## [Stated task A]
From the Shrek the Musical review, write out the passage between "Farquaad wants to" and "about other musicals.", inclusive.
## [Stated task B]
Name every performer that the Shrek the Musical review credits with a role in the show.
## [Stated task C]
According to the Shrek the Musical review, what is Princess Fiona's secret?

--- begin Source text ---

Shrek the Musical Succeeds Ogre All
Also see David's interview with John Tartaglia of Shrek
Credit the able playwright and accomplished first-time lyricist David Lindsay-Abaire for not settling for a slavish recreation of the film. Starting the show with Shrek's backstory, as a child ogre being booted from his home by his parents to face (in a well nigh perfect opening number) the "Big Bright Beautiful World" which isn't welcoming his arrival. He settles into his familiar swamp and grows to maturity in the person of rich-voiced Broadway vet Brian d'Arcy James, while in the nearby kingdom of Duloc, a host of familiar fairy tale characters led by a fey, falsetto-voiced Pinocchio (the delightful John Tartaglia) are banished to said swamp by the pint-sized and eminently scene-stealing Lord Farquaad (the dazzling Christopher Sieber, who may as well prepare his Tony acceptance speech now).
Farquaad wants to be King but must find a princess to marry. After going on a sort of royals dating game show, he chooses Princess Fiona (the ideally cast Sutton Foster), a beauty from the kingdom of Far, Far Away who has been cursed to live in a tower guarded by a fire-breathing, soul sister of a dragon. Shrek, anxious to get the fairy tale folk out of his swamp, makes a deal to rescue and bring Fiona back to Duloc to wed Farquaad and, in exchange, gain the deed to the swamp. In the company of mouthy, wise-cracking donkey (played with energy to burn by Chester Gregory), Shrek sets off, and from there the territory is more familiar from the film, but not without its twists and in-jokes about other musicals.
The second half of this version of Shrek ambles a bit too much on its way to happily ever after time for Shrek and his Princess with a secret (she transforms into an ogre herself at night). But the fixes needed for this show to be a smash seem relatively minor. Composer Jeanine Tesori has written a light-hearted and beguiling musical score, as many worlds away from her Caroline, or Change score as the songs she wrote for Thoroughly Modern Millie. And Tersori's lyrics fit Lindsay-Abaire's lyrics as perfectly as the fit of a glass slipper to Cinderella. Director Jason Moore doesn't seem quite as much in his element staging the show as he did with that pocket-sized delight Avenue Q, but he has brought out fine performances from most of his stars.

--- end Source text ---
--- begin Provided records ---

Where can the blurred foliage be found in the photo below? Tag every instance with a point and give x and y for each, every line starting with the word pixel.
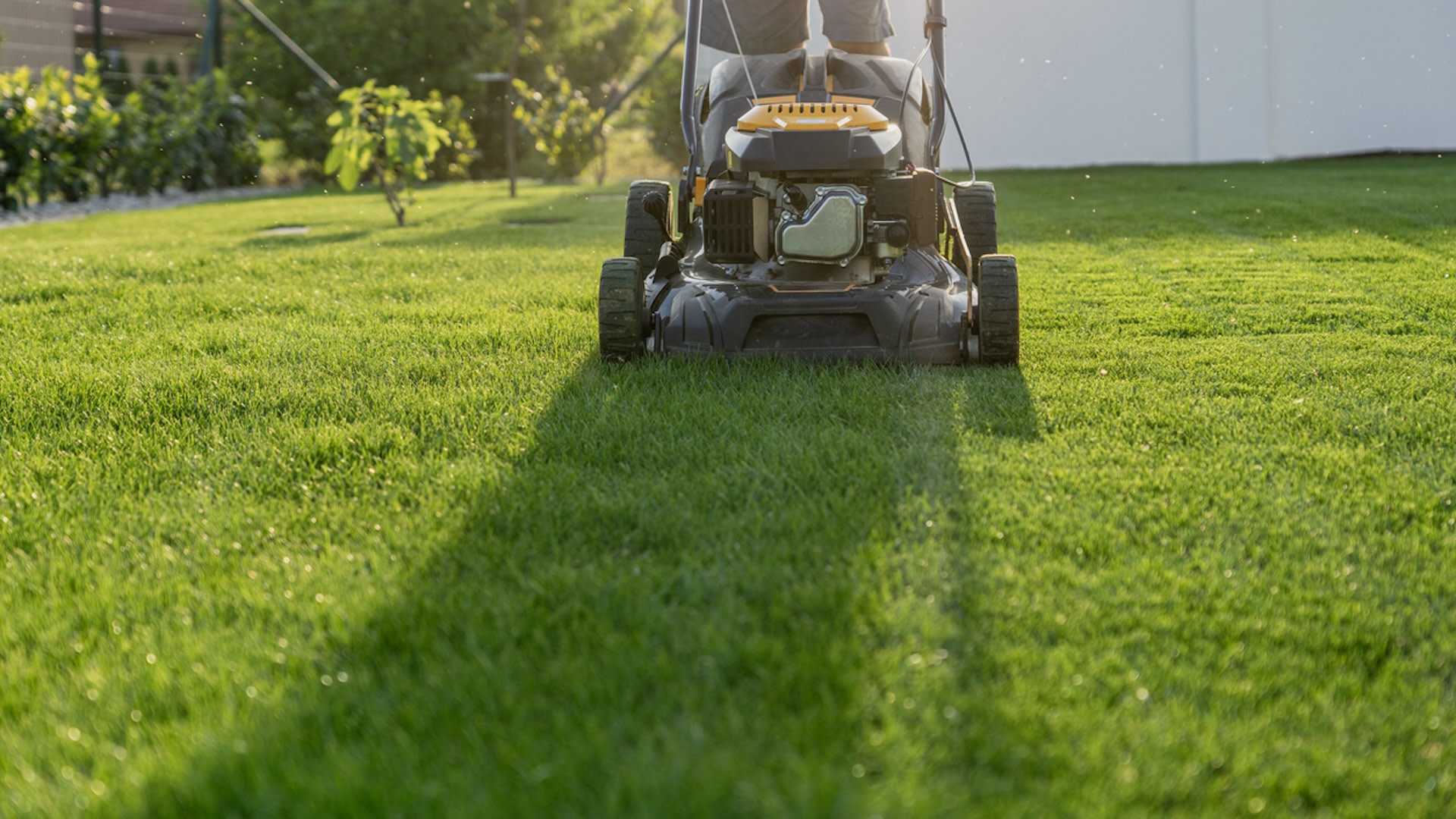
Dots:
pixel 61 137
pixel 655 108
pixel 565 127
pixel 383 133
pixel 440 46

--- end Provided records ---

## [Full response A]
Farquaad wants to be King but must find a princess to marry. After going on a sort of royals dating game show, he chooses Princess Fiona (the ideally cast Sutton Foster), a beauty from the kingdom of Far, Far Away who has been cursed to live in a tower guarded by a fire-breathing, soul sister of a dragon. Shrek, anxious to get the fairy tale folk out of his swamp, makes a deal to rescue and bring Fiona back to Duloc to wed Farquaad and, in exchange, gain the deed to the swamp. In the company of mouthy, wise-cracking donkey (played with energy to burn by Chester Gregory), Shrek sets off, and from there the territory is more familiar from the film, but not without its twists and in-jokes about other musicals.

## [Full response B]
Brian d'Arcy James, John Tartaglia, Christopher Sieber, Sutton Foster, Chester Gregory

## [Full response C]
She transforms into an ogre at night.